YOUR TASK →
Copy every line, leaving nothing out and adding nothing.

SOURCE RECORDS →
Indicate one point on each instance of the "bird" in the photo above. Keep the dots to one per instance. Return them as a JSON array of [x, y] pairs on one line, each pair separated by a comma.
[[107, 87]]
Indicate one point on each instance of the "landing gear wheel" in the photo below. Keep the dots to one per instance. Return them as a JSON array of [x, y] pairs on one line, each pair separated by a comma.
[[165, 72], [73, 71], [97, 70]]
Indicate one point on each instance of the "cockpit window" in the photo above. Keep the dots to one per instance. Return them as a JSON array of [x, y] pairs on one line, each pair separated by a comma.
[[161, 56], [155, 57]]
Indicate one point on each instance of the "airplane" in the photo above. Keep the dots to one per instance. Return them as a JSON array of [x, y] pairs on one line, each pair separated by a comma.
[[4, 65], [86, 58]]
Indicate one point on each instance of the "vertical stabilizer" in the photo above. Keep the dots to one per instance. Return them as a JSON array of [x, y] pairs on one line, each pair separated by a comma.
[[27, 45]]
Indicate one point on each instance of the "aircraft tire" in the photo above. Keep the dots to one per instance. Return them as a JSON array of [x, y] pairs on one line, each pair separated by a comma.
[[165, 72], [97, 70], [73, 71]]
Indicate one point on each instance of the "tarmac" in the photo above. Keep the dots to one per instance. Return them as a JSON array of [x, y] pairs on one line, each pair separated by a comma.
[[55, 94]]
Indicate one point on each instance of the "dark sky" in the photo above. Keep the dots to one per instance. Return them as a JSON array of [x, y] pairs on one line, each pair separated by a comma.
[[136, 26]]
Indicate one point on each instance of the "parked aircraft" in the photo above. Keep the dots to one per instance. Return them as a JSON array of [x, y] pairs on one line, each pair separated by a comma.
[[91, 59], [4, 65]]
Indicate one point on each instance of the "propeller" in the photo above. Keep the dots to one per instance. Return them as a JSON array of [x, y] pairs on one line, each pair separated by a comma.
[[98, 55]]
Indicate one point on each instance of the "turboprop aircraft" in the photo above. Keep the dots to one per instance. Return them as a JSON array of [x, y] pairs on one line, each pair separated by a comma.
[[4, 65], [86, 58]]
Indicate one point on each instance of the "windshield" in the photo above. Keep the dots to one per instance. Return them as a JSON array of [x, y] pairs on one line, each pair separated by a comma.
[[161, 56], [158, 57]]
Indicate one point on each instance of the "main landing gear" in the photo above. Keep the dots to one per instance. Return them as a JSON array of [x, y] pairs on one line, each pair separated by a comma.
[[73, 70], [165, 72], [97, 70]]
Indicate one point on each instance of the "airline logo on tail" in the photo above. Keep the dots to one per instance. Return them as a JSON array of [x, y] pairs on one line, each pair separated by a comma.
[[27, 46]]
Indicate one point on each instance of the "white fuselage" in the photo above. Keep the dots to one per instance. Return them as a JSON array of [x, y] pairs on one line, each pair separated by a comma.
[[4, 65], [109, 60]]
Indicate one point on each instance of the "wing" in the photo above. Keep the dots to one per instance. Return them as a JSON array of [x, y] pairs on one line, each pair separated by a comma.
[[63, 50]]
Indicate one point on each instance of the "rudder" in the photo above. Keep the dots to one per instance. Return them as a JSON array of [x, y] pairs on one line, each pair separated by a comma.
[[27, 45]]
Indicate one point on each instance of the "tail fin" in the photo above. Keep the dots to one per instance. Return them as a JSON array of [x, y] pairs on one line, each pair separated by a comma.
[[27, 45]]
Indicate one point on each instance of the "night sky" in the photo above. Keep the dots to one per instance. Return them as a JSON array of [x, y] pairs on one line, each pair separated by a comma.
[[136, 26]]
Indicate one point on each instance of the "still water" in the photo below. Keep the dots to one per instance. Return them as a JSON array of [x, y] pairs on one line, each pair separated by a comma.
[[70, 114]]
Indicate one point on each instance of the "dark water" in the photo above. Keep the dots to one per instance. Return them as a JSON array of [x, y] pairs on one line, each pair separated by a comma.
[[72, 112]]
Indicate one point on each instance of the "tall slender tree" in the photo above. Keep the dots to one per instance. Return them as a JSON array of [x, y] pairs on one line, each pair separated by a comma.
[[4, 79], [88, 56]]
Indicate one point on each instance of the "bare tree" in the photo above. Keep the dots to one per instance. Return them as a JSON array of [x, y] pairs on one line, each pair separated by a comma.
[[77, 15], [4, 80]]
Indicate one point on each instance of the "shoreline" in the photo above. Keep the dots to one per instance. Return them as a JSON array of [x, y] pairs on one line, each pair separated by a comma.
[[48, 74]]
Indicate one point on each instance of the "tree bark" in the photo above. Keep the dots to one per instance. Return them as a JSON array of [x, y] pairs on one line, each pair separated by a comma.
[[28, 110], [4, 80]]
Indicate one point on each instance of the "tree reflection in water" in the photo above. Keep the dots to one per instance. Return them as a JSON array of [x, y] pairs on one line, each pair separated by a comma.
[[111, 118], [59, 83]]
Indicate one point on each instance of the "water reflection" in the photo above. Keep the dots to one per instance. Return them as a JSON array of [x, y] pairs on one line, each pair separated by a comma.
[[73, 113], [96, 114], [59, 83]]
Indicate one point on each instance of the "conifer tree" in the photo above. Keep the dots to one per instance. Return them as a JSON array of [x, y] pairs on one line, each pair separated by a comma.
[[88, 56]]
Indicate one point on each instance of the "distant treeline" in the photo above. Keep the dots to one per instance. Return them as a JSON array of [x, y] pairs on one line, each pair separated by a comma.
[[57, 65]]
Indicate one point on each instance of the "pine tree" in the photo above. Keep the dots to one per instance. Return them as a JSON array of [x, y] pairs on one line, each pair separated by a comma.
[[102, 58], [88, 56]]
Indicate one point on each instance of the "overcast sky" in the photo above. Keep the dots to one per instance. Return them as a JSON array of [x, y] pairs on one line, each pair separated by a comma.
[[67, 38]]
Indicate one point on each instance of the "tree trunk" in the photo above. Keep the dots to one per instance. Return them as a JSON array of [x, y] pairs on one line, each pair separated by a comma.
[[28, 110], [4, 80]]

COMPLETE OUTPUT →
Indicate one point on each instance of the "bird" in the photo above. Keep the dots to one per instance. Return them as a JSON array of [x, y] pairs on one line, each pair separated by a comma.
[[107, 87]]
Indicate one point on each instance of the "landing gear wheel" in the photo below. Keep the dots to one per instance. Return them as a JSON array of [x, y] pairs on one line, each pair separated by a comma.
[[165, 72], [73, 71], [97, 70]]
Indicate one point on each instance of the "cockpit window" in the photo above. Keep the dots to one per instance. Return them as a JSON array of [x, y] pairs on one line, each pair separated by a comma.
[[161, 56], [155, 57]]
Indicate one point on each instance of the "airplane" in the photo above. Keep the dots to one per instance. Return them as a JSON array of [x, y] pairs on one line, each pair separated by a comma.
[[4, 65], [86, 58]]
Indicate one point on each instance of the "vertical stabilizer" in the photo above. Keep the dots to one per instance. Return them as a JSON array of [x, y] pairs on one line, each pair separated by a comma.
[[27, 45]]
Indicate one point on each instance of the "aircraft tire" in the photo above. Keep the dots to one per instance. Return them as a JSON array of [x, y] pairs on one line, each pair separated by a comma.
[[165, 72], [97, 70], [73, 71]]
Indicate one point on each instance of the "tarmac" in the photo above. Keep the dots to one per instance. Return them as a JSON array of [x, y] pairs on one line, each pair separated by a comma.
[[55, 94]]
Indicate one point on each instance of the "dark sky" in the photo above. Keep the dots to one per instance. Return them as a JSON array of [x, y] pairs on one line, each pair separated by a comma.
[[136, 26]]
Indicate one point on each instance of the "parked aircraft" in the photo above. Keep the dots to one per instance. Return them as a JSON array of [x, y] pairs on one line, each pair separated by a comma.
[[91, 59], [4, 65]]
Indicate one point on each instance of the "propeller" in the photo above. Keep the dots to one per instance. Return them as a JSON array of [x, y] pairs on one line, each pair separated by a comma.
[[98, 55]]
Indicate one point on each instance of the "turboprop aircraft" in the photo above. Keep the dots to one per instance. Return them as a JSON array of [x, y] pairs on one line, each pair separated by a comma.
[[4, 65], [86, 58]]
Indicate one point on each instance of the "windshield" in the photo above. Keep the dots to one per instance. Return them as a JSON array of [x, y] pairs on one line, each pair separated by a comma.
[[161, 56], [158, 57]]
Indicate one point on each instance of the "main landing gear" in the photo above. Keep the dots to one per instance. Return them as a JSON array of [x, y] pairs on one line, each pair separated by a comma.
[[73, 70], [165, 72], [97, 70]]
Indicate one point on each instance of the "airline logo on tail" in the photo above. Keep the dots to one per instance. Return them as a JSON array of [x, y] pairs on one line, each pair separated by a comma.
[[27, 46]]
Indicate one point on each instance of the "white fuselage" in the photo above. Keep the dots to one per instance. Return them as a JSON array of [x, y] pairs on one line, each pair separated by a comma.
[[4, 65], [109, 60]]
Indicate one point on each instance of the "wing" in the photo above. Keep the dots to one per instance. Return them as a JSON array of [x, y] pairs on one line, each pair separated by a comma.
[[63, 50]]
Indicate one point on each instance of the "rudder" in the photo above. Keep the dots to one per instance. Return them as a JSON array of [x, y] pairs on one line, each pair separated by a comma.
[[27, 45]]
Indicate one point on each instance of the "tail fin" in the photo above. Keep the dots to one per instance. Return them as a JSON array of [x, y] pairs on one line, each pair separated by a comma.
[[27, 45]]
Indicate one point on each instance of the "night sky" in the photo above. Keep the dots to one per instance. Return them as a JSON array of [x, y] pairs on one line, each pair separated by a comma.
[[136, 26]]
Indicate one point on each instance of the "still water" in the photo below. Keep the dots to one per instance. Return them as a JSON array of [x, y] pairs on one line, each pair separated by a comma.
[[70, 114]]
Indicate one point on each instance of the "dark water" in the photo above. Keep the dots to one per instance. Return them as a JSON array of [x, y] pairs on one line, each pair separated by a comma.
[[72, 112]]
Indicate one point on each instance of the "tall slender tree" in the photo above. Keep the dots to one per instance. Return them as a JSON array of [x, y] pairs on one line, each pair separated by a comma.
[[4, 79], [88, 56]]
Indicate one point on each instance of the "bare tree" in the photo above. Keep the dots to one per instance. Return them as a JSON array of [x, y] pairs on one line, each pair separated by a comma.
[[77, 15], [4, 80]]
Indicate one point on each instance of the "shoreline" in the photo above. Keep the dots to one per instance. Return them as a JSON array of [x, y] pairs on one line, each pair separated by a comma.
[[48, 74]]
Indicate one point on each instance of the "tree bark" in the photo above. Keep the dots to one per instance. Return them as a JSON array of [x, y] pairs on one line, each pair separated by a comma.
[[28, 110], [4, 80]]
Indicate one point on each instance of the "tree reflection in water" in the photo above. Keep the dots to one per instance. Return them as a JSON array of [x, y] pairs on one line, each pair separated by a comma.
[[111, 118], [59, 83]]
Indicate one point on each instance of the "water reflection" in the photo above. Keep the dots to one per instance. Return them as a JSON array of [x, y] pairs on one line, each pair separated by a comma.
[[73, 113], [96, 114], [59, 83]]
Indicate one point on each instance of the "conifer tree" in the photo above. Keep the dots to one per instance. Return them as a JSON array of [x, y] pairs on one line, each pair separated by a comma.
[[88, 56]]
Indicate one point on each instance of the "distant treeline" in the photo above. Keep the dots to one per instance. Return them as a JSON array of [x, y] pairs on one line, each pair separated by a comma.
[[57, 65]]
Indicate one point on each instance of the "pine tree" in the photo above. Keep the dots to one per instance. Return them as a JSON array of [x, y] pairs on one line, each pair separated by a comma.
[[102, 58], [88, 56]]
Indicate one point on each instance of the "overcast sky" in the photo above. Keep the dots to one per instance. Return them as a JSON array of [x, y] pairs on one line, each pair separated by a comma.
[[67, 38]]
Indicate one point on each instance of the "tree trunk" in the photo above. Keep the dots to one per instance. Return them as a JSON array of [x, y] pairs on one line, each pair separated by a comma.
[[28, 110], [4, 80]]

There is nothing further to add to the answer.